STORED ROWS »
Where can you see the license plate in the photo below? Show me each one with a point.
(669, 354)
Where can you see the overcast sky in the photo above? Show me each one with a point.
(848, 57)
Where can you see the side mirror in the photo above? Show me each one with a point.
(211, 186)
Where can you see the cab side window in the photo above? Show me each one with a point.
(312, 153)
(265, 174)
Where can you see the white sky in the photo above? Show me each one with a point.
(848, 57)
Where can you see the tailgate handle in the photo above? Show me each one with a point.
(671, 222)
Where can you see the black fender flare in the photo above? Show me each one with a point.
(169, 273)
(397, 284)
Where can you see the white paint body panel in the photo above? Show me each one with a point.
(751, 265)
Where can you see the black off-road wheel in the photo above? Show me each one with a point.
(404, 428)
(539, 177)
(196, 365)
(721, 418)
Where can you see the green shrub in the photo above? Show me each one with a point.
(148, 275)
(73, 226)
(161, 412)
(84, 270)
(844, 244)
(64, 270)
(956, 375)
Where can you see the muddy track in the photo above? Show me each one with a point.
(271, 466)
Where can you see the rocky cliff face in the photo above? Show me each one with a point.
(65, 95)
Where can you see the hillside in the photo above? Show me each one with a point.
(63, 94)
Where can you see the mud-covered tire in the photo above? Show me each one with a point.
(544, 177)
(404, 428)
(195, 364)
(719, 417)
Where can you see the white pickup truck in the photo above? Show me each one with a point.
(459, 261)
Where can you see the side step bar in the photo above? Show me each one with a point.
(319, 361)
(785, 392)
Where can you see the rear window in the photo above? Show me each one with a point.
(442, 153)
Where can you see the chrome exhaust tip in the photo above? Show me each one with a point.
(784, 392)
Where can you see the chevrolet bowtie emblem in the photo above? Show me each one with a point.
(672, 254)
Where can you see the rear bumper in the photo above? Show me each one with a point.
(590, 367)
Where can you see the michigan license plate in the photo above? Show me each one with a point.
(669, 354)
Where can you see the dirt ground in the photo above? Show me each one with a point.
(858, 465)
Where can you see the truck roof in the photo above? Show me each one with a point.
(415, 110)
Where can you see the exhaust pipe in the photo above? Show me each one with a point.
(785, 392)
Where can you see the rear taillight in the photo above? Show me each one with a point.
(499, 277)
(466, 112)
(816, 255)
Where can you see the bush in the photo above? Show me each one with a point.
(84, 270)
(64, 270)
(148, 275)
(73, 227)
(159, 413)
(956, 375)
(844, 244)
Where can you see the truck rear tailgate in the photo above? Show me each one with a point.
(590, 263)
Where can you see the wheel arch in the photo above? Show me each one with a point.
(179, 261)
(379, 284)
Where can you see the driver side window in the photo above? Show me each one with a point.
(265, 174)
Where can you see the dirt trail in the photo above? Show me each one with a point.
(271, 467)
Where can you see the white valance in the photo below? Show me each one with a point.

---

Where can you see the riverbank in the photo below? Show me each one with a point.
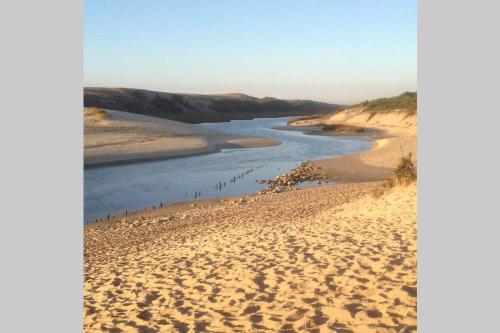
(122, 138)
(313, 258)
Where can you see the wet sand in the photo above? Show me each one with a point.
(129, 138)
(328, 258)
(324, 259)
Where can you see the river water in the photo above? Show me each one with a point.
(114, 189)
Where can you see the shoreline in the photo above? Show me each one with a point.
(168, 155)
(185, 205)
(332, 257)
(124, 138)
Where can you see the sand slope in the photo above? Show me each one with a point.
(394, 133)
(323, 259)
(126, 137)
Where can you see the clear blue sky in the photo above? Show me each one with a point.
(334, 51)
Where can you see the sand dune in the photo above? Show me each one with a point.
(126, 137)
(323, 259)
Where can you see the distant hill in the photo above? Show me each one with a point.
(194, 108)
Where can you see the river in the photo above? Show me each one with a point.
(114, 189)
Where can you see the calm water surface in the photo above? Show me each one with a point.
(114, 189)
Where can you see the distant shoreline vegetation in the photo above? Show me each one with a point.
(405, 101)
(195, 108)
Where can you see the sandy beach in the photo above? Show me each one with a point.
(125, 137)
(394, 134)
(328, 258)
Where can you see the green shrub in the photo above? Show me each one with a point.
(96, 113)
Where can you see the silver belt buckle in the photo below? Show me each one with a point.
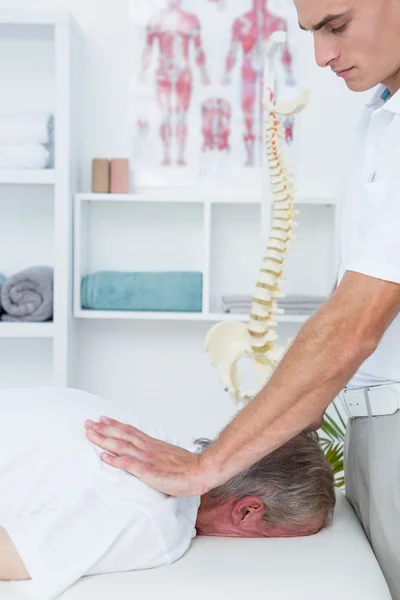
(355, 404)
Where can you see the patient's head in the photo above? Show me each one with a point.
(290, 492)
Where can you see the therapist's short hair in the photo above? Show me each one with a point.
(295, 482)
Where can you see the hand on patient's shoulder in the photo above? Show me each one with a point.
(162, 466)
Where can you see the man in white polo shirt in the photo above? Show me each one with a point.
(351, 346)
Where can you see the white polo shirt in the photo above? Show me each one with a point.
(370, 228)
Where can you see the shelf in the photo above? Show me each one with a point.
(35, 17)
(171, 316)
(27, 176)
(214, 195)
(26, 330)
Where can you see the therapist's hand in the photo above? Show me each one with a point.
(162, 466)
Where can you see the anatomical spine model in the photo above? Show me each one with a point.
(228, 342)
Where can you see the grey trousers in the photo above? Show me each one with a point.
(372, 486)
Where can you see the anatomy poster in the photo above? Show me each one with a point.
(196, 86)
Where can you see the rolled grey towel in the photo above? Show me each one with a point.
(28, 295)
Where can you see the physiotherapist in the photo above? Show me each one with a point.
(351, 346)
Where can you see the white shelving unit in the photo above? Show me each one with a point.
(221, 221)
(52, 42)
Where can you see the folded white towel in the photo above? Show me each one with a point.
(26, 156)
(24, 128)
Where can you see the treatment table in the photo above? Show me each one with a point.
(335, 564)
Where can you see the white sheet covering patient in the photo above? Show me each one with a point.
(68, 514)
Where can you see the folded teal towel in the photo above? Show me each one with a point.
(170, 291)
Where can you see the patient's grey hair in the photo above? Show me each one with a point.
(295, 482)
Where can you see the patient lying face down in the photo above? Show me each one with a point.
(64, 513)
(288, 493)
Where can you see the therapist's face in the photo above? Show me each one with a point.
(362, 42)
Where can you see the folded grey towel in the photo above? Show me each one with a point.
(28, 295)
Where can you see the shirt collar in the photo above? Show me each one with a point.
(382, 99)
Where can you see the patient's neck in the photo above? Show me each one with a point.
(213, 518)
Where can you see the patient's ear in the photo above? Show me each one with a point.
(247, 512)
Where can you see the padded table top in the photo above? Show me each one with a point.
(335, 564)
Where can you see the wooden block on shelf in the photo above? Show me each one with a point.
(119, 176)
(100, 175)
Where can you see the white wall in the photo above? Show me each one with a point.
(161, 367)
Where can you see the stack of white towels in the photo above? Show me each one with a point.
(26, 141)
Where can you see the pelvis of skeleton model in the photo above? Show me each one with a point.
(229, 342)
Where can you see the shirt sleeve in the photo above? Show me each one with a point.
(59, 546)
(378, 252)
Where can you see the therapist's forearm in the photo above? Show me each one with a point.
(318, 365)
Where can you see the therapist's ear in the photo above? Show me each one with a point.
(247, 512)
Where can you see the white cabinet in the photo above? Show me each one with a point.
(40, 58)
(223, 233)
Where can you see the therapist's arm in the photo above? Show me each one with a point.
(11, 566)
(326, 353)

...

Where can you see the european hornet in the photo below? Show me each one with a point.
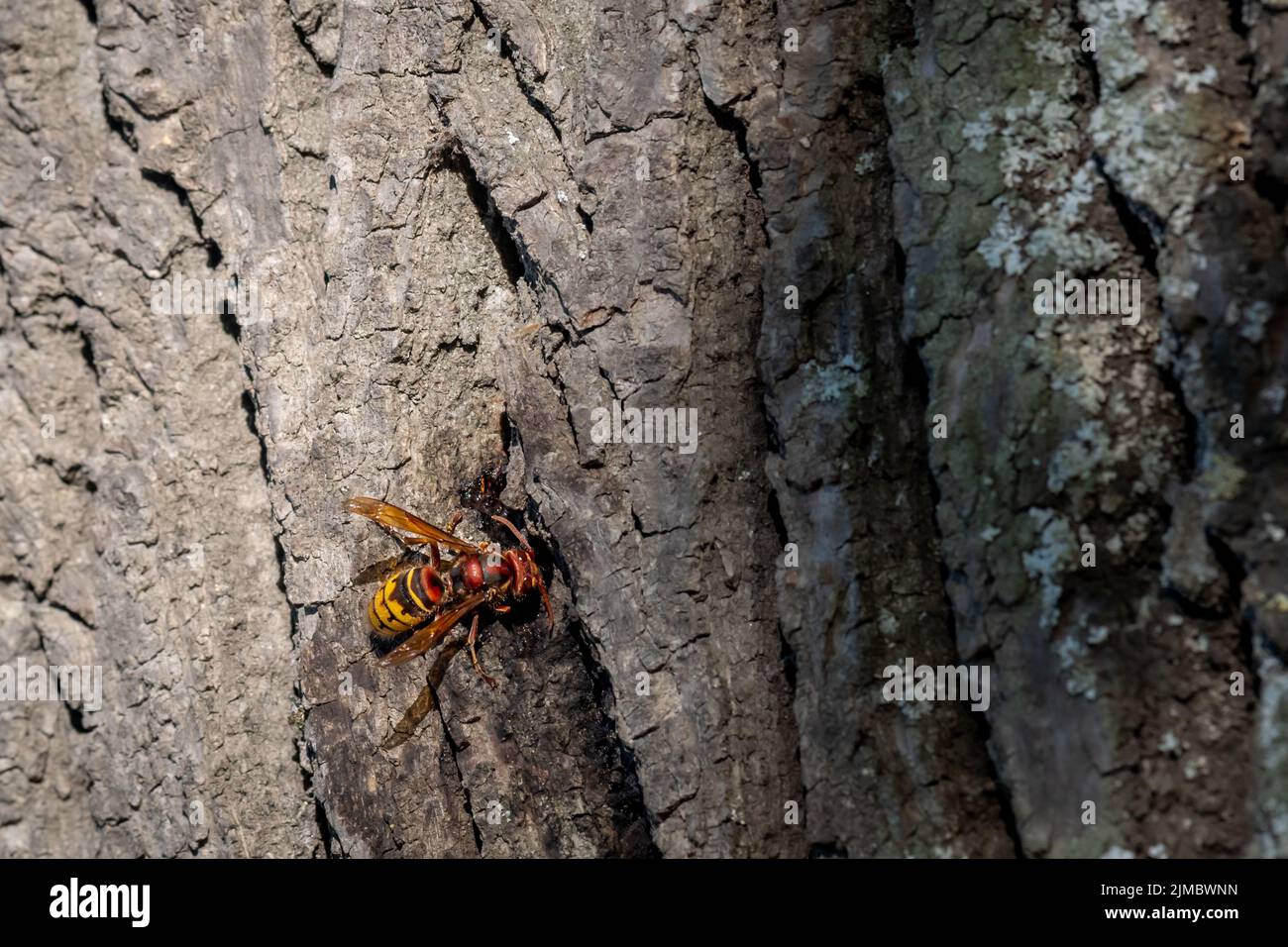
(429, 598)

SHORT PROBLEM » Display each line of the listing above that contains the word "dirt".

ANSWER TO THE TASK »
Where can you see the dirt ground in the photo above? Show me each one with a point.
Where can you see the dirt trail in the photo above? Show me each one with a point.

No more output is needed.